Task goal – From the text on the Selter fur company, pull out the part that begins at the words "Selter also rendered" and stops after the words "of the Reichsverband.", copied word for word.

Quoted passage –

After the death of Martin Bromberg, Alfred Selter (1864–1948) took over the company and continued to run it successfully. He later took on Carl Weinert as a partner in his business. He came from the important fur commission company Schmaltz & Weinert, which had represented the renowned company H. Wolff in Berlin for decades. His father, co-owner of Schmaltz & Weinert, which was dissolved in 1922, had previously died and Mr. Schmaltz had long since retired from managing the company. n 1919, the Selter company was renamed Selter & Weinert, Rauchwaren. Around 1940, Carl Weinert married Alfred Selter's daughter and continued to run the company together with his brother-in-law Kurt Selter.

Selter also rendered outstanding services to the organizational representation of the fur trade. In 1908, on his initiative, Leipzig's smoke goods wholesalers, commission agents and brokers joined to form the Verband der Leipziger Rauchwarenfirmen e. V., which in 1921 became the Reichsverband der deutschen Rauchwarenfirmen e. V., based in Leipzig, of which Selter was chairman. Like his father-in-law before him, Carl Weinert also became chairman of the Reichsverband.

Information supplied –
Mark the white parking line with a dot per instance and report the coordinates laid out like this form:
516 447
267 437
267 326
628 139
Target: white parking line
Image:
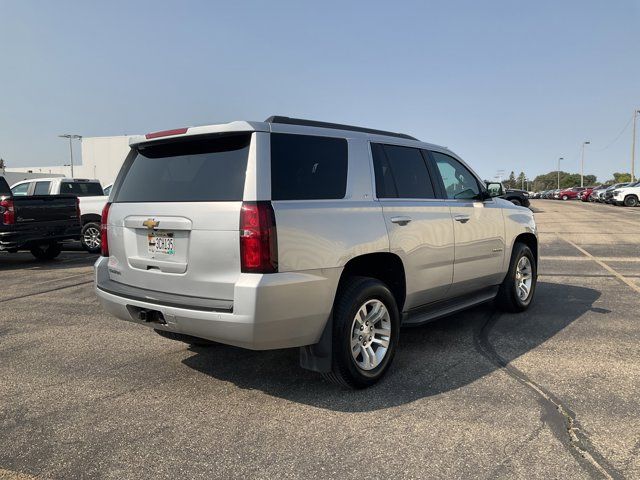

Finished exercise –
Selter also rendered outstanding services to the organizational representation of the fur trade. In 1908, on his initiative, Leipzig's smoke goods wholesalers, commission agents and brokers joined to form the Verband der Leipziger Rauchwarenfirmen e. V., which in 1921 became the Reichsverband der deutschen Rauchwarenfirmen e. V., based in Leipzig, of which Selter was chairman. Like his father-in-law before him, Carl Weinert also became chairman of the Reichsverband.